→ **What to work on**: Where a line of the material contains the string "rice", copy that line.

Top of Data to examine

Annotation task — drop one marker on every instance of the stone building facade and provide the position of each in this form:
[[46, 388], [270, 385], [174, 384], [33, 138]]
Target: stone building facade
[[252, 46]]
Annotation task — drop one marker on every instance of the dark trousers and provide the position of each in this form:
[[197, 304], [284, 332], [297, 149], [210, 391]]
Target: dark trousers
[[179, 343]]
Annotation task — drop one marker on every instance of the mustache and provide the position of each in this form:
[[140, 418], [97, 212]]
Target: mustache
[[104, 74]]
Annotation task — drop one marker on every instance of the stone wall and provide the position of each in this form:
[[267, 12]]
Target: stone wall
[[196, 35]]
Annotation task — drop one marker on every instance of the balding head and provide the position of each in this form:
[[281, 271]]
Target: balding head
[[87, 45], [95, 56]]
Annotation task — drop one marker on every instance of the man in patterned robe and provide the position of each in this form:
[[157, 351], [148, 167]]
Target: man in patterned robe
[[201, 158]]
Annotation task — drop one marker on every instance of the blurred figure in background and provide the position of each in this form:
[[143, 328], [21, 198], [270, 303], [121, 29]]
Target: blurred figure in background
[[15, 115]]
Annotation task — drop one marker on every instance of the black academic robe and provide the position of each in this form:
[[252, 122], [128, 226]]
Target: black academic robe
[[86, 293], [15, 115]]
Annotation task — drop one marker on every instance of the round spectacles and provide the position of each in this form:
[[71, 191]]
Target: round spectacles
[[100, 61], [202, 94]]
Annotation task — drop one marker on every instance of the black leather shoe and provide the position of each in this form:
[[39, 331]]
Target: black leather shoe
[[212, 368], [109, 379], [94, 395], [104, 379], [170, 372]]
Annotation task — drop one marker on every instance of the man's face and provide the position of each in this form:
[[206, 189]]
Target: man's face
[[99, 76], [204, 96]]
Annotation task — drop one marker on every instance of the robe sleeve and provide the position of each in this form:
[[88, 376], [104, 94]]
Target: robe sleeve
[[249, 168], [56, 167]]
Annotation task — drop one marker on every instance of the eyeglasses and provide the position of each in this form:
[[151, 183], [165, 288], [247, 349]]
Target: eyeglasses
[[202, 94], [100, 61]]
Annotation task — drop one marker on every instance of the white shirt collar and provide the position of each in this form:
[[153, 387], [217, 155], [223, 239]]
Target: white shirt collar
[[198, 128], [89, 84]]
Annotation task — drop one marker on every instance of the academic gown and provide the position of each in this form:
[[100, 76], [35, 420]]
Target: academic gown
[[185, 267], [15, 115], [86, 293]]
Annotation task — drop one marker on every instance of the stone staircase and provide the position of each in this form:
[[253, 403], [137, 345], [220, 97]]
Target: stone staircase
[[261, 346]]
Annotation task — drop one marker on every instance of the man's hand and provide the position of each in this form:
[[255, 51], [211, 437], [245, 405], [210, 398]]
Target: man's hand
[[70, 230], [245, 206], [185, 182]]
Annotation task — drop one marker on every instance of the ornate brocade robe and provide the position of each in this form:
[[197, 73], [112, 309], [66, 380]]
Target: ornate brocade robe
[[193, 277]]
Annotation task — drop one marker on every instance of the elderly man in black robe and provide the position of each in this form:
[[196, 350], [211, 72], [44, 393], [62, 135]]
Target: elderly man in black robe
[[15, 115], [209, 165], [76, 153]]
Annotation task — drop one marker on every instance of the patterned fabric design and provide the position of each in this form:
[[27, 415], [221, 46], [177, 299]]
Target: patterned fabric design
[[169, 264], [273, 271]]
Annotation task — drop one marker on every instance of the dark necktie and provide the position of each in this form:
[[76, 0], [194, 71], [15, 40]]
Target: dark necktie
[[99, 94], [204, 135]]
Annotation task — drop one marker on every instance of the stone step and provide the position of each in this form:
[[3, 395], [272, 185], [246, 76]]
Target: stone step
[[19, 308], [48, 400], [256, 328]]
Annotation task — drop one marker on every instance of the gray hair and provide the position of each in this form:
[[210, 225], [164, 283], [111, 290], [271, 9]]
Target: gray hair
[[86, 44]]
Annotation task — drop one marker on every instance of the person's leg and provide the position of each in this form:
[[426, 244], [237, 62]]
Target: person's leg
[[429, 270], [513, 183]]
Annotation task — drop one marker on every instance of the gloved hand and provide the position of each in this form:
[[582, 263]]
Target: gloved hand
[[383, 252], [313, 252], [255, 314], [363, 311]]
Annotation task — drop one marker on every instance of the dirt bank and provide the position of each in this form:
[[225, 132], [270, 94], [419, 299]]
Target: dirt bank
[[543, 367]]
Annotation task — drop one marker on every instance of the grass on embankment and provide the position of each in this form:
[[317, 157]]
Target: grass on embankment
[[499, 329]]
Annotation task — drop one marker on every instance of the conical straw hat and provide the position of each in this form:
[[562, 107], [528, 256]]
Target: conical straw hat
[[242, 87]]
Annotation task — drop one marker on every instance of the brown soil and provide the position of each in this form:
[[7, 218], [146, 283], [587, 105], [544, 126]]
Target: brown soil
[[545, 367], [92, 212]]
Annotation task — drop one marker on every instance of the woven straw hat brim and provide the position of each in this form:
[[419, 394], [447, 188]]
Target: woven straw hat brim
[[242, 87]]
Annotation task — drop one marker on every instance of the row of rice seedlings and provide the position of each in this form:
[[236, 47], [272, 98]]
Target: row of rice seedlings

Bottom of Data to examine

→ **Task result**:
Annotation task — drop one marker on every instance of the row of rice seedlings and provide the position of each in this form:
Target: row of rice seedlings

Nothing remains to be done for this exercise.